Due to the remoteness of its habitats, it was formerly suggested that populations of V. bennetti were actually populations of mangrove monitor introduced by either the native Micronesians or the German or Japanese colonial empires. However, fossils, linguistic evidence and literary records indicate that the monitor lizards were present on the islands for much longer than expected, and thus likely represented an endemic species to the region, which DNA sequencing has also affirmed. However, the Ulithi population may originate from a recent introduction.

The population on Sarigan is extremely isolated from the other populations of V. bennetti, and the monitors of all neighboring islands are Mariana monitors rather than V. bennetti. This has raised the question of whether humans transported V. bennetti to Sarigan. However, it is very unlikely that humans would have transported the species all that way and there are notable genetic differences in the Sarigan population, indicating that the species naturally reached that area.

== Ecology ==
Monitors on Palau are generally more terrestrial in nature and take refuge in terrestrial habitats, and on Ngeaur they are most abundant in the island's rocky limestone interior. This is in contrast to most other species in the V. indicus species complex, which take refuge in trees and are most common in coastal habitats. Their diet consists primarily of the Polynesian rat, insects, and smaller lizards.

#####

> **Work request 1**: Name every food that the passage on V. bennetti gives as part of the monitors' diet.
> **Work request 2**: Set down the passage on V. bennetti word for word, from "The population on" up to and including "reached that area.".
The listing has no connection to the passage on V. bennetti.

> **Stored data entries**:
#####

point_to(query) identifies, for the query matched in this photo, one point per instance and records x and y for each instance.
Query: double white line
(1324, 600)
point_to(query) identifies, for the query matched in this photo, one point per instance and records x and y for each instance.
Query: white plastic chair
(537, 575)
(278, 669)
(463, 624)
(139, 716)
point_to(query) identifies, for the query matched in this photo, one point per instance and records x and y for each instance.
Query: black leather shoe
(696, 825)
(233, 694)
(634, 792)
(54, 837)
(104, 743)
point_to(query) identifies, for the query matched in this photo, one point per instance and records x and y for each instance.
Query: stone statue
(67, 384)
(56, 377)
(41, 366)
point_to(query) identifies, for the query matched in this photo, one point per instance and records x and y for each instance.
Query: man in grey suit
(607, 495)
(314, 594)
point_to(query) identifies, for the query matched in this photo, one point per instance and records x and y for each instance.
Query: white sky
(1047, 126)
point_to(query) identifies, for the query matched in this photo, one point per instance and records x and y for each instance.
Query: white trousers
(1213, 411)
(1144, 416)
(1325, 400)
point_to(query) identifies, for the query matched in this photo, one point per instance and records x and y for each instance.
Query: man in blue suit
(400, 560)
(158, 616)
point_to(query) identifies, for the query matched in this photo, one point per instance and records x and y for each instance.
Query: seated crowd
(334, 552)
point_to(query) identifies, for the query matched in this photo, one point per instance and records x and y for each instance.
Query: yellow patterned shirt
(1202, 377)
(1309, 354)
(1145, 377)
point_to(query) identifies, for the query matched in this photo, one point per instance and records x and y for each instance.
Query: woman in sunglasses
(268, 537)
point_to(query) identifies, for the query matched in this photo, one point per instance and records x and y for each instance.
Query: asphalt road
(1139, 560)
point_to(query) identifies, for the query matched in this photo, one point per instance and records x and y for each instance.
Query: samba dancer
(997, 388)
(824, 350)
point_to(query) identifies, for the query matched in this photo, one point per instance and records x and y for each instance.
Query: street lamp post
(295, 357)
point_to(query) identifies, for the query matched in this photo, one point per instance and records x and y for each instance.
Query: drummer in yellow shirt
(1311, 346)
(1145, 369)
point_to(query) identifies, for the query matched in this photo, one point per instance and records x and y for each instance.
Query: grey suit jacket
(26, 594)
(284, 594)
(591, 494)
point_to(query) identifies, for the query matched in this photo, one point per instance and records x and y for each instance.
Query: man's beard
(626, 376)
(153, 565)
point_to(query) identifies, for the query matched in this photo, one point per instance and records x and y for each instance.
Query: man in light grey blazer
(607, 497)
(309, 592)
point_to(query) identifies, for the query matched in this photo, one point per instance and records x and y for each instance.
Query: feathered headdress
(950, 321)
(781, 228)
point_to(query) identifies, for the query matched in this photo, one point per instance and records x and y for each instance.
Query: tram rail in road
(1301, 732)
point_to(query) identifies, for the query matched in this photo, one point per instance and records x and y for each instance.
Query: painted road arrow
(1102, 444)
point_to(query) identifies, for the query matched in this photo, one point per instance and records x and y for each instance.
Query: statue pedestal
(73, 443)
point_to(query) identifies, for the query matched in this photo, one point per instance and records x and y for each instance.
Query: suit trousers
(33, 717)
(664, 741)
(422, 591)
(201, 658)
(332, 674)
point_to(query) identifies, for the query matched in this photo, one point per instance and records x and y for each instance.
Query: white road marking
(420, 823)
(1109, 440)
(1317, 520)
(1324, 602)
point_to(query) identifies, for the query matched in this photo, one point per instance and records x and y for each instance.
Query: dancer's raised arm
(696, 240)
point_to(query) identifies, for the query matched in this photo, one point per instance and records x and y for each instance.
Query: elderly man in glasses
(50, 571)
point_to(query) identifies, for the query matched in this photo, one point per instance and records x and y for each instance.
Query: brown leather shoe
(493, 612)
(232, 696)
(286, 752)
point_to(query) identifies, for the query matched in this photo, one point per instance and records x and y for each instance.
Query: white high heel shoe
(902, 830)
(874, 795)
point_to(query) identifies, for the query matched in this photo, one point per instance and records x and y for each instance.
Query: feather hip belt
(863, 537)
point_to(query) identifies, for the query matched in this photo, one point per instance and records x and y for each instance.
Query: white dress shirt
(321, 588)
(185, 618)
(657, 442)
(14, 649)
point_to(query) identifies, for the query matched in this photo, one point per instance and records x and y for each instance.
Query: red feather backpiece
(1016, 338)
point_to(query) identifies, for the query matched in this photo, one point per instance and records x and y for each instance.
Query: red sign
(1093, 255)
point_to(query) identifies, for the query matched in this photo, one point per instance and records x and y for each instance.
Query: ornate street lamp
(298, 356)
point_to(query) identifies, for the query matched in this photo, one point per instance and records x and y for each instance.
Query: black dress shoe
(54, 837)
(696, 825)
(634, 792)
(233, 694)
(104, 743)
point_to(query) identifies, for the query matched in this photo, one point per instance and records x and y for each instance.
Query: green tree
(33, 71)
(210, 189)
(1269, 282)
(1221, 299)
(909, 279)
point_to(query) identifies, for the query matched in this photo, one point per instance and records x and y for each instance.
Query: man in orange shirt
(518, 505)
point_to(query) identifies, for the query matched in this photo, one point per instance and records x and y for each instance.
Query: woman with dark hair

#####

> **Output 1**: Polynesian rat, insects, smaller lizards

> **Output 2**:
The population on Sarigan is extremely isolated from the other populations of V. bennetti, and the monitors of all neighboring islands are Mariana monitors rather than V. bennetti. This has raised the question of whether humans transported V. bennetti to Sarigan. However, it is very unlikely that humans would have transported the species all that way and there are notable genetic differences in the Sarigan population, indicating that the species naturally reached that area.